▶ _BRIEF_
Count the lines in the items below that contain the string "petal", treating uppercase and lowercase as different. Give only the number.

▶ _DATA SUPPLIED_
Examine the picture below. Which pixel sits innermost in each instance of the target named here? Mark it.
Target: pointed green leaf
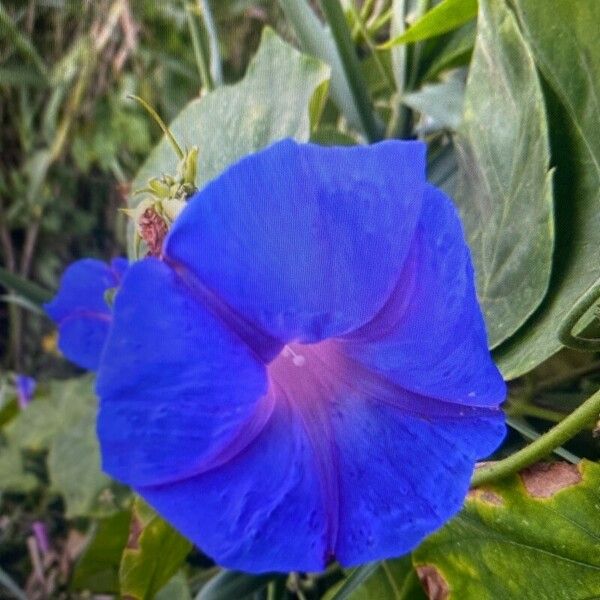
(505, 191)
(234, 121)
(564, 41)
(62, 421)
(154, 553)
(97, 569)
(234, 584)
(532, 536)
(446, 16)
(391, 579)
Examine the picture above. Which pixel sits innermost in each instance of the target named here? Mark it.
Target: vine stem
(543, 446)
(336, 19)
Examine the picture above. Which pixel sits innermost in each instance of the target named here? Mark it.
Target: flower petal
(430, 337)
(80, 310)
(262, 511)
(177, 387)
(305, 242)
(403, 476)
(348, 466)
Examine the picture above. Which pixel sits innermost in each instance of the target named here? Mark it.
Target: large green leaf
(236, 120)
(97, 569)
(390, 579)
(74, 466)
(13, 476)
(532, 537)
(505, 191)
(153, 555)
(234, 584)
(564, 40)
(63, 422)
(446, 16)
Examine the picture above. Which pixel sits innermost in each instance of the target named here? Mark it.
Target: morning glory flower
(304, 374)
(25, 387)
(81, 311)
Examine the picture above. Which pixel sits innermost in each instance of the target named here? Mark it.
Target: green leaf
(233, 584)
(13, 477)
(63, 422)
(390, 579)
(53, 411)
(154, 553)
(236, 120)
(176, 588)
(441, 102)
(446, 16)
(565, 45)
(317, 41)
(532, 536)
(29, 290)
(97, 569)
(455, 52)
(74, 466)
(505, 188)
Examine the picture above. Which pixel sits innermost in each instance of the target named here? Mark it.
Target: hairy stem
(544, 445)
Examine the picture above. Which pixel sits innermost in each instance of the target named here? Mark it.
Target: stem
(161, 124)
(387, 77)
(199, 54)
(337, 22)
(216, 68)
(522, 426)
(545, 444)
(550, 384)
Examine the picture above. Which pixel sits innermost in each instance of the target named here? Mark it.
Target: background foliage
(507, 95)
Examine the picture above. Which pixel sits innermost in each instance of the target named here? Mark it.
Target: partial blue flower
(81, 311)
(305, 375)
(25, 387)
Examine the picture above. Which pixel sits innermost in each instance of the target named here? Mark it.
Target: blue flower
(25, 387)
(81, 311)
(305, 374)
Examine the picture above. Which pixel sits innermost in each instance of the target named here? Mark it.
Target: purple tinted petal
(304, 241)
(25, 389)
(430, 337)
(262, 511)
(176, 386)
(401, 477)
(348, 466)
(80, 309)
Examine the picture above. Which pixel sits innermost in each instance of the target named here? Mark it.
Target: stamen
(298, 359)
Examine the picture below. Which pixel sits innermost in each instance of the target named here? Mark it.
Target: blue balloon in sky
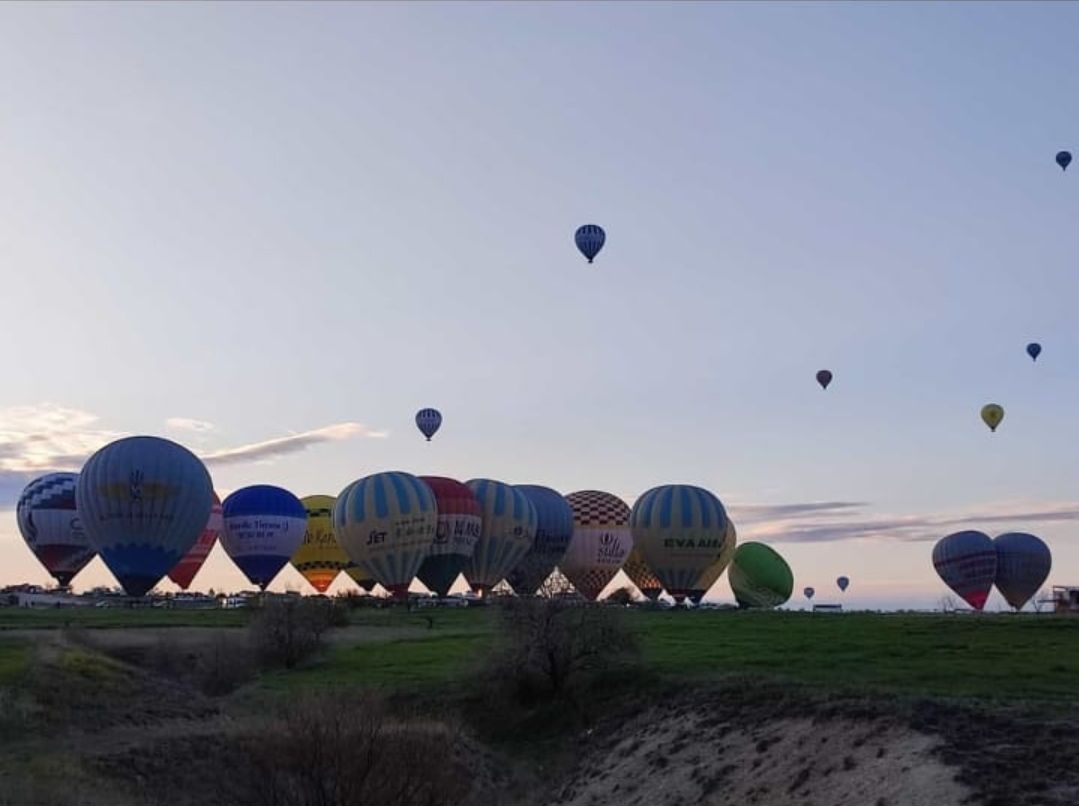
(261, 528)
(589, 240)
(428, 421)
(142, 502)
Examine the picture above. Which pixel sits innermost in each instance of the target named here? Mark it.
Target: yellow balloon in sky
(319, 558)
(992, 414)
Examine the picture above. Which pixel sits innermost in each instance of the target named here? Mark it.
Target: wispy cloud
(46, 438)
(291, 444)
(186, 423)
(830, 521)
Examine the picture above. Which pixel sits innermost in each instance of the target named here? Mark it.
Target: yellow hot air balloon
(992, 414)
(319, 558)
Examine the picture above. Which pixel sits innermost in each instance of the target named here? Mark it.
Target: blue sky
(282, 218)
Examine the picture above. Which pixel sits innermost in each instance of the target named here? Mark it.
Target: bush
(288, 629)
(557, 650)
(343, 749)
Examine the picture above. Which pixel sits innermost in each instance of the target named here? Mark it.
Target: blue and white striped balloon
(589, 240)
(144, 502)
(428, 421)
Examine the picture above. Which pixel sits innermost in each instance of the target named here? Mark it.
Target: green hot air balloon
(760, 577)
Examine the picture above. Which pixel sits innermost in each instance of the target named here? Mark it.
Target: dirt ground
(692, 760)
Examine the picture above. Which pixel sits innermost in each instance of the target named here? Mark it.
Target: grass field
(1002, 658)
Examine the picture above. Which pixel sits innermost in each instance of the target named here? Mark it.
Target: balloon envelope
(319, 558)
(456, 534)
(428, 421)
(681, 530)
(50, 524)
(601, 541)
(760, 577)
(183, 572)
(589, 240)
(1023, 565)
(992, 415)
(967, 562)
(554, 531)
(506, 535)
(386, 522)
(144, 502)
(713, 572)
(261, 528)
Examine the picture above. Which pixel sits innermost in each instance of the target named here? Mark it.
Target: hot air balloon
(760, 577)
(359, 576)
(428, 421)
(144, 502)
(641, 575)
(460, 521)
(185, 571)
(261, 528)
(681, 530)
(554, 531)
(319, 558)
(992, 414)
(967, 562)
(1023, 564)
(50, 524)
(713, 572)
(386, 523)
(508, 531)
(601, 541)
(589, 240)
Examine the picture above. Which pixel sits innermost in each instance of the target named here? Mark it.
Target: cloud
(291, 444)
(186, 423)
(48, 438)
(844, 521)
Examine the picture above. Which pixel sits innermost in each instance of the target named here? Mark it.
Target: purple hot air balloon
(1023, 564)
(967, 562)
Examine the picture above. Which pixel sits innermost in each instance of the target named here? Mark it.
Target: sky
(274, 231)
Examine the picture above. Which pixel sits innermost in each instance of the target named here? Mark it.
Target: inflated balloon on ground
(49, 522)
(1023, 565)
(144, 502)
(456, 534)
(386, 523)
(601, 541)
(319, 558)
(554, 531)
(760, 577)
(682, 531)
(183, 572)
(967, 562)
(262, 526)
(506, 534)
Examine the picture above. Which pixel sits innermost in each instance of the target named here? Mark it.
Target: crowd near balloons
(147, 507)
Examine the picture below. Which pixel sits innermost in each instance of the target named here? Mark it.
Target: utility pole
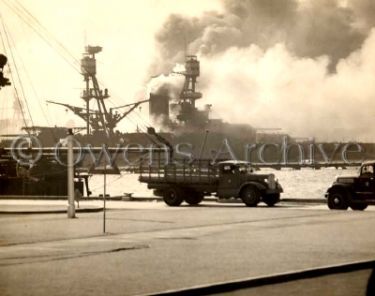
(71, 206)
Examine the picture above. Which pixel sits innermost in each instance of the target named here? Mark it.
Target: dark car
(356, 192)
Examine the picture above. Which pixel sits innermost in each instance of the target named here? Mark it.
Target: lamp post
(71, 206)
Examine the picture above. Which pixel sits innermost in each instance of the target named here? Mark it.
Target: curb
(59, 211)
(230, 286)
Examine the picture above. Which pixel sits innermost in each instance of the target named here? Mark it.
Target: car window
(368, 170)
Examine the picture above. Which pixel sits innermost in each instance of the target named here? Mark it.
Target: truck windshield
(367, 170)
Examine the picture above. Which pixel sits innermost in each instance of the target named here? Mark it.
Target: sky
(305, 66)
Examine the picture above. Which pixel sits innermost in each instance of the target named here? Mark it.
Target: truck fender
(257, 185)
(341, 188)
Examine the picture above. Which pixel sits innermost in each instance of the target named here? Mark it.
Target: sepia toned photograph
(164, 147)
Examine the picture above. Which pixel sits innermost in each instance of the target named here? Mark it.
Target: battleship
(179, 120)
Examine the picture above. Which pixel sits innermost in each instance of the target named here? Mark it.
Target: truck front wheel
(358, 207)
(250, 195)
(337, 200)
(173, 197)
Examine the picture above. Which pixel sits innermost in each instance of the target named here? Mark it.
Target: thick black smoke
(307, 28)
(306, 66)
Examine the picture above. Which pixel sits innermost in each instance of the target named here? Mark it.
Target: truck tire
(358, 207)
(173, 197)
(337, 200)
(193, 197)
(250, 195)
(271, 199)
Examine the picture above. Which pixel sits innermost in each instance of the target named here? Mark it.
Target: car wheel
(337, 201)
(271, 199)
(173, 197)
(250, 195)
(193, 197)
(358, 207)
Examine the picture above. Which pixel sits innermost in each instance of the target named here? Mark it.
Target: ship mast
(189, 95)
(102, 118)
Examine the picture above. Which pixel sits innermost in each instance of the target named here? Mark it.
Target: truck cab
(356, 192)
(238, 179)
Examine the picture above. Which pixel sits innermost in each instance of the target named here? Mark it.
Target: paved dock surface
(150, 248)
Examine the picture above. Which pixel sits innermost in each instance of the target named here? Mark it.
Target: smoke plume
(305, 66)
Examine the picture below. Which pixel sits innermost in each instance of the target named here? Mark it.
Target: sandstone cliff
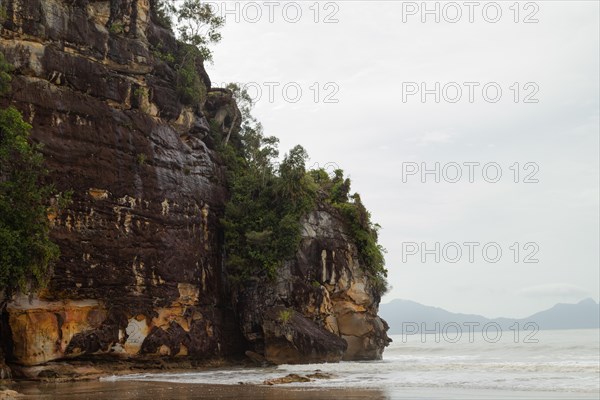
(140, 274)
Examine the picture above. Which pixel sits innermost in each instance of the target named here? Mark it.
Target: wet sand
(135, 390)
(132, 390)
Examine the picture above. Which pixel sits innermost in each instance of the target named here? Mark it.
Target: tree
(26, 249)
(195, 21)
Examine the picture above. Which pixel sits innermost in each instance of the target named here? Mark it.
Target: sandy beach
(134, 390)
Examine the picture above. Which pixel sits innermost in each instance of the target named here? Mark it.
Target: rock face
(326, 285)
(140, 273)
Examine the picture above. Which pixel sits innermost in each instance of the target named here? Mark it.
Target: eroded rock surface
(326, 285)
(140, 274)
(140, 270)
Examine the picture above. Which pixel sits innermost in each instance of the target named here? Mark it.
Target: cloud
(432, 137)
(554, 290)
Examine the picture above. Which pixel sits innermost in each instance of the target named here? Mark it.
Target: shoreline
(145, 390)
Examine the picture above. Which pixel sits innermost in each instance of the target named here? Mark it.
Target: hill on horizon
(398, 313)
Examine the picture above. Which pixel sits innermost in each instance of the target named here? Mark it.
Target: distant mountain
(583, 315)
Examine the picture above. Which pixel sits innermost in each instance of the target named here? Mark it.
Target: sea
(560, 364)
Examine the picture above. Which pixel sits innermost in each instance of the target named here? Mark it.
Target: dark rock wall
(140, 270)
(140, 273)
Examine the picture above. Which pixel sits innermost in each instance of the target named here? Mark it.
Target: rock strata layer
(140, 274)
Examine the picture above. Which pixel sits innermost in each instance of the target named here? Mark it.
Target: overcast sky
(372, 61)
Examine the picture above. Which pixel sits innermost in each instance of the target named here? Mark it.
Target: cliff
(140, 274)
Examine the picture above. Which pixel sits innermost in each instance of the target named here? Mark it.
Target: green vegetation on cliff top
(268, 201)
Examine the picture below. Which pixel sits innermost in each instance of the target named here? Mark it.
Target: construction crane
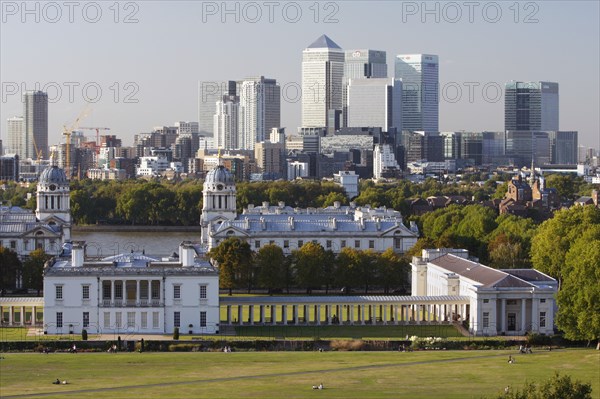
(67, 132)
(97, 129)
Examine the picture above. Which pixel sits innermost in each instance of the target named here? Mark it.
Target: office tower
(375, 102)
(35, 125)
(14, 142)
(260, 110)
(420, 88)
(226, 123)
(208, 95)
(531, 106)
(322, 76)
(361, 64)
(564, 147)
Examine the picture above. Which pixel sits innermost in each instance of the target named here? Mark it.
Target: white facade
(383, 160)
(512, 301)
(131, 293)
(375, 103)
(322, 81)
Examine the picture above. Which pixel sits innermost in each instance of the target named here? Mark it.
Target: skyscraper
(226, 123)
(361, 64)
(322, 81)
(531, 106)
(260, 110)
(35, 125)
(420, 91)
(375, 102)
(14, 142)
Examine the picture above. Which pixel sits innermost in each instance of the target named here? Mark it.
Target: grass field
(426, 374)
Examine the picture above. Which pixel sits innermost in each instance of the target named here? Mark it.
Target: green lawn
(426, 374)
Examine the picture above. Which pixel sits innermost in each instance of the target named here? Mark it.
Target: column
(523, 300)
(503, 315)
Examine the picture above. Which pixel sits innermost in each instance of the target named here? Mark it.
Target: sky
(140, 62)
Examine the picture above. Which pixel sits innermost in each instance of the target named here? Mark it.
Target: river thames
(105, 243)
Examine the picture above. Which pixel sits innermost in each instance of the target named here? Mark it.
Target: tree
(308, 264)
(234, 260)
(579, 299)
(555, 237)
(270, 264)
(33, 270)
(557, 387)
(10, 268)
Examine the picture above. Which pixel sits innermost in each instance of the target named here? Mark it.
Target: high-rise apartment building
(15, 137)
(226, 123)
(260, 110)
(35, 125)
(361, 64)
(375, 102)
(322, 82)
(531, 106)
(420, 91)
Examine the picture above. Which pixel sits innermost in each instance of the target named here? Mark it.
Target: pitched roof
(324, 42)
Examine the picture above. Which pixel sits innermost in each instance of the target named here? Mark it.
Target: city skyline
(168, 91)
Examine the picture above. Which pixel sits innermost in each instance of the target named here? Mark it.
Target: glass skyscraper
(531, 106)
(420, 91)
(322, 81)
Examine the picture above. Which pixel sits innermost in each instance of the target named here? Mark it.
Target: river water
(153, 243)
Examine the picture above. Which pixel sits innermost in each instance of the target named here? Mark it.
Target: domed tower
(53, 205)
(219, 200)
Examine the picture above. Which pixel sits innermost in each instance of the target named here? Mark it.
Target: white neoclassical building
(511, 301)
(49, 227)
(334, 228)
(131, 293)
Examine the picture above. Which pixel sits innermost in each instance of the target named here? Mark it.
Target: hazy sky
(148, 69)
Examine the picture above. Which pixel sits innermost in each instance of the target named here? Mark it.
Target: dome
(53, 175)
(219, 175)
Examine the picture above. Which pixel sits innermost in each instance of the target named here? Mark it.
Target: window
(542, 319)
(59, 292)
(118, 290)
(85, 291)
(130, 319)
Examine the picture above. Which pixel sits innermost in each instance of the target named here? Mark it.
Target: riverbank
(112, 228)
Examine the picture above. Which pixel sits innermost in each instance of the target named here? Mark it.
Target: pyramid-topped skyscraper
(322, 78)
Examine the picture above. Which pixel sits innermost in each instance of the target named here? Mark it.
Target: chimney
(77, 253)
(187, 253)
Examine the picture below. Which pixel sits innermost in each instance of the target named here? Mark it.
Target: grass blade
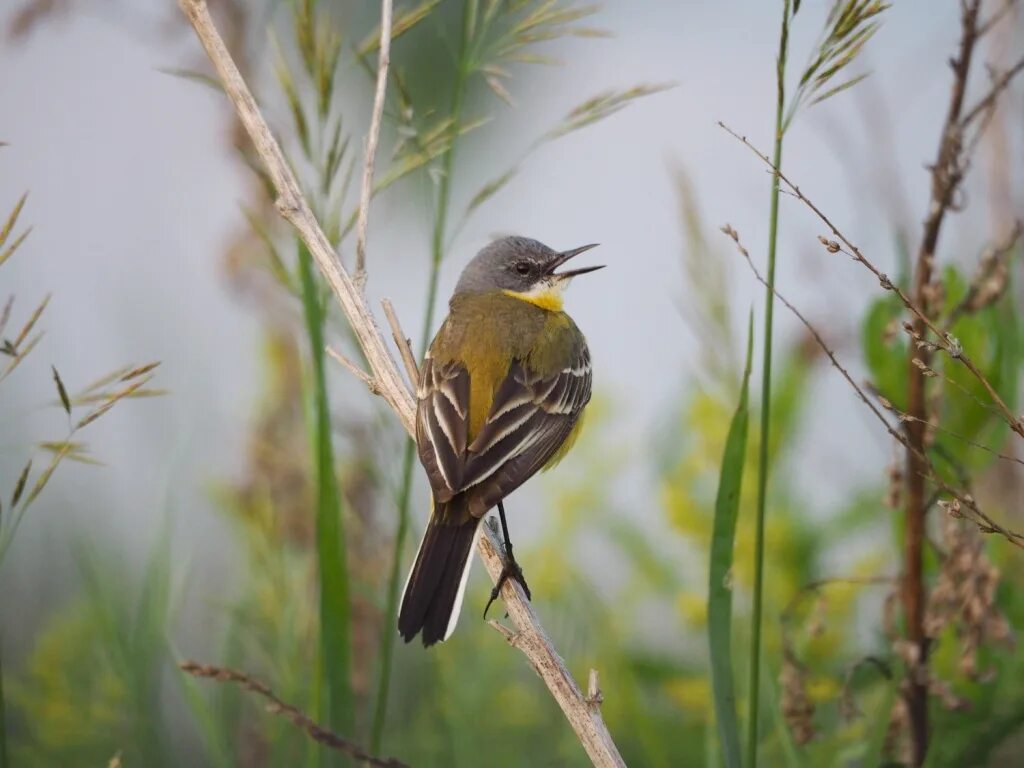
(719, 588)
(335, 616)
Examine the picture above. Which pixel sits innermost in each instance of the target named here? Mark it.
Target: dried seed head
(796, 704)
(964, 597)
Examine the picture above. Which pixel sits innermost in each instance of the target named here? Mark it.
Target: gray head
(520, 265)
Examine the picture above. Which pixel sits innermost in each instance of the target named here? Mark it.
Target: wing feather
(529, 418)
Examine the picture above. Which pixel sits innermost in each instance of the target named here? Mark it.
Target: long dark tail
(435, 586)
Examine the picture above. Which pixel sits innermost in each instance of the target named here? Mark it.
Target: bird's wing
(529, 418)
(441, 425)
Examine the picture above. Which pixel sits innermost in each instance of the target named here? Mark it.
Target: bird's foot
(513, 570)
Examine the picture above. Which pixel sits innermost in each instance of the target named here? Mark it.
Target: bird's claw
(513, 570)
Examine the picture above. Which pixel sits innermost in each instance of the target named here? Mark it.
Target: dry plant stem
(584, 712)
(296, 211)
(982, 520)
(403, 344)
(387, 380)
(946, 175)
(373, 137)
(942, 339)
(299, 718)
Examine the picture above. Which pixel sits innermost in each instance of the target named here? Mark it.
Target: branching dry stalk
(942, 339)
(985, 523)
(373, 137)
(386, 380)
(299, 718)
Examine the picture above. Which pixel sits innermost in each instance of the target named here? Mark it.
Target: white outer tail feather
(457, 606)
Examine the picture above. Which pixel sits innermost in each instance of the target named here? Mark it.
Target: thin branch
(299, 718)
(987, 101)
(294, 208)
(984, 522)
(944, 341)
(403, 344)
(353, 369)
(990, 262)
(373, 137)
(529, 637)
(587, 723)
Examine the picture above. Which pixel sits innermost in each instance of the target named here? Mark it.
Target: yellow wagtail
(501, 392)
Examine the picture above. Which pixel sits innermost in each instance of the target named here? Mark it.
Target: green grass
(759, 546)
(720, 570)
(335, 612)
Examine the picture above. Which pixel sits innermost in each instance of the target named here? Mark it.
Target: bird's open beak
(565, 256)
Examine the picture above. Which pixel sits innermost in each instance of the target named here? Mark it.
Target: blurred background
(197, 536)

▶ _RESULT OF THE EXERCISE_
2